##### Given passage #####

The Clean’s latest album Mister Pop (released last year on Merge and locally through Remote Control) sees them continue the great pop pastiche. Circus ragas (“Moonjumper”), gorgeously hazy sunset anthems (“In the Dreamlife You Need a Rubber Soul”), and the sometimes loose Dada approach to wordsmithery continue right alongside “proper” lyrical forays, and yep, a few Autobahn referential instro moments to boot (“Tensile”). Bob’s love of pastoral UK folk has brought some added weight into the overall Clean equation, as does David’s Eastern and African guitar jones, though all this has always fit in with and still constitutes the total basis of The Clean sound journey.

This year The Clean have toured more than any time in the past 20 years, supporting Pavement’s reunion tour and playing at the Pavement-curated All Tomorrows Parties in the UK, plus a handful of European shows including Barcelona’s Primavera Sound festival, followed by a US tour including an appearance at Matador’s 21st anniversary concert celebrations.

##### Information given #####

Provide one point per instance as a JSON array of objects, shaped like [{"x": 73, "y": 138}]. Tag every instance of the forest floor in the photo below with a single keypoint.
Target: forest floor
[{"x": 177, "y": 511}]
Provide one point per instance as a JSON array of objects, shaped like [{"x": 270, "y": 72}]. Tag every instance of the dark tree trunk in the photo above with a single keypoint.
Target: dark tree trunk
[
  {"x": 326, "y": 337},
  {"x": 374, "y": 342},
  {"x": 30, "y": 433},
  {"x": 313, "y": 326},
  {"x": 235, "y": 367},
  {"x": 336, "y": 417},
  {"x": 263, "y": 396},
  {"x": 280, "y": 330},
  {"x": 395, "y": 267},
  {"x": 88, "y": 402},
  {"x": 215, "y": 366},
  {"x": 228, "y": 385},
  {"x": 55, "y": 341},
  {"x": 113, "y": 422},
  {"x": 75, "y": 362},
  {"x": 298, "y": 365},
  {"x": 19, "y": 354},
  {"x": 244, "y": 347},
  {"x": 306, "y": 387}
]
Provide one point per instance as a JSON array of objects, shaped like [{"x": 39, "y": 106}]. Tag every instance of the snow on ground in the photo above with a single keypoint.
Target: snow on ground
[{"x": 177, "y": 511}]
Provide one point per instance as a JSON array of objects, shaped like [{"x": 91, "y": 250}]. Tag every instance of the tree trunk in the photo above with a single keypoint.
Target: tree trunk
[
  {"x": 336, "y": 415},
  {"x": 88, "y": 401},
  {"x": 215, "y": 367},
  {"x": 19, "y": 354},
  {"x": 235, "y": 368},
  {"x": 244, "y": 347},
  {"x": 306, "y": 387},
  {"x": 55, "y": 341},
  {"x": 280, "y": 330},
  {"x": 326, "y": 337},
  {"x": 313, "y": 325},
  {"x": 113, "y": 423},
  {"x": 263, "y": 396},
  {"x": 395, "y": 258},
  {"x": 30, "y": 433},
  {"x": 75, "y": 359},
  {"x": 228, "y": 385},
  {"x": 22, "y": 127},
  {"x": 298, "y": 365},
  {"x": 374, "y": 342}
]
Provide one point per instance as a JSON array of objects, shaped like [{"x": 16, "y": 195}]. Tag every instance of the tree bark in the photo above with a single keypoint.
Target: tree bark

#####

**What to work on**
(1) Translate the sentence "The Clean’s latest album Mister Pop (released last year on Merge and locally through Remote Control) sees them continue the great pop pastiche." from the passage on The Clean into Spanish.
(2) Transcribe the passage on The Clean from "This year The" to "anniversary concert celebrations.".

**In response**
(1) El último álbum de The Clean, Mister Pop (publicado el año pasado en Merge y, a nivel local, a través de Remote Control), los muestra continuando el gran pastiche pop.

(2)
This year The Clean have toured more than any time in the past 20 years, supporting Pavement’s reunion tour and playing at the Pavement-curated All Tomorrows Parties in the UK, plus a handful of European shows including Barcelona’s Primavera Sound festival, followed by a US tour including an appearance at Matador’s 21st anniversary concert celebrations.